Instructions for the task: Copy out every record precisely.

##### Dataset #####

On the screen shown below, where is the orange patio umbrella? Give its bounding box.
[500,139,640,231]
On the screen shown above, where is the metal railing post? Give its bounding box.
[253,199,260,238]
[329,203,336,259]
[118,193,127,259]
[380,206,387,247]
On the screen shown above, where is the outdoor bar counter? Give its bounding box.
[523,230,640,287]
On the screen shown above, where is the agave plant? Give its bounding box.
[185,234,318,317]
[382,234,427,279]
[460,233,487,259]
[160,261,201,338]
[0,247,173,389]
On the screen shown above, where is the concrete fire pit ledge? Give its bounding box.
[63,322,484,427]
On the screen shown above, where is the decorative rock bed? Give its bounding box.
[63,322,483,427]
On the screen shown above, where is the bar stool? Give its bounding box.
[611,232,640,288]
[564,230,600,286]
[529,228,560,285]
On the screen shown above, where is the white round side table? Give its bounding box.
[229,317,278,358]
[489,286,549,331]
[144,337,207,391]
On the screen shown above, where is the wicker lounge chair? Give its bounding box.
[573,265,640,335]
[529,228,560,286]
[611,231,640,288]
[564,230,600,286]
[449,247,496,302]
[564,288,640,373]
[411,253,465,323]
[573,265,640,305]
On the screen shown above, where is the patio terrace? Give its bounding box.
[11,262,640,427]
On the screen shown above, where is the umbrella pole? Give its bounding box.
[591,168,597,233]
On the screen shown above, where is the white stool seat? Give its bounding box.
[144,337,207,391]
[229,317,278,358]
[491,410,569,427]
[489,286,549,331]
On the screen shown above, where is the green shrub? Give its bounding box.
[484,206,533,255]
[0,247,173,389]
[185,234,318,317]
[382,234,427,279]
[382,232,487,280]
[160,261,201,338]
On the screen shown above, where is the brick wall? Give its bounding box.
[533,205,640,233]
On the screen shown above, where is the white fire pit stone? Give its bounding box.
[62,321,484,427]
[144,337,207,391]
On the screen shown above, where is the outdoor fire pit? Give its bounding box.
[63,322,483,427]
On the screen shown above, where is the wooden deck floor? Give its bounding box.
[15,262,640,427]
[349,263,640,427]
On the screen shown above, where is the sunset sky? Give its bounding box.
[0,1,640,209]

#####

Expected answer:
On the screen shown below, where is the orange patio umbrella? Give its bounding box.
[500,139,640,231]
On the screen shown above, where is the metal railing post? Give its bounding box.
[253,199,260,238]
[329,203,336,259]
[118,193,127,259]
[380,206,387,247]
On the screen shown above, where is the outdoor bar counter? Give its bounding box.
[523,230,640,287]
On the screen shown above, where is the agave plant? Give its bounding box.
[185,234,318,317]
[382,234,427,279]
[460,233,487,259]
[160,261,201,338]
[0,247,173,389]
On the screen shown above, where is the concrete fire pit ledge? Give its bounding box.
[63,322,484,427]
On the screen shown above, where is the decorative rock bed? Give its bounding box.
[63,322,483,427]
On the screen shown above, where is the bar stool? Give its bounding box.
[611,232,640,288]
[564,230,600,286]
[529,228,560,285]
On the screen shown above, where is the white round side table? Give its bounding box.
[229,317,278,358]
[489,286,549,331]
[144,337,207,391]
On the screen shown above, where is the wicker lounge chair? Give its bounding box.
[573,265,640,335]
[529,228,560,286]
[611,231,640,288]
[564,230,600,286]
[449,247,496,302]
[564,288,640,373]
[411,253,465,323]
[573,265,640,305]
On the screen shown above, where is the patio terrace? Give its bounding box.
[11,262,640,427]
On the screen shown above, where is the umbrella pole? Give its bounding box.
[591,168,597,233]
On the screen shown above, where is the white stool seat? Give its bounding box.
[144,337,207,391]
[229,317,278,358]
[491,410,569,427]
[489,286,549,331]
On the screen shown above, where is the green shrub? Give its bounding box.
[484,206,533,255]
[0,247,173,389]
[185,234,318,317]
[382,234,427,279]
[382,232,487,280]
[160,261,201,338]
On the screen shown above, where is the brick wall? Give its bounding box.
[533,205,640,233]
On the screen shown above, where is the white fire pit stone? Give its bounding box.
[62,321,484,427]
[144,337,207,391]
On the screen shown above, where is the outdoor fire pit? Give its bounding box.
[63,322,483,427]
On the screen shown above, where is the wooden deck floor? Give its bounding box.
[15,262,640,427]
[349,263,640,427]
On the screen shown above, where is the sunset sky? Give its bounding box.
[0,1,640,209]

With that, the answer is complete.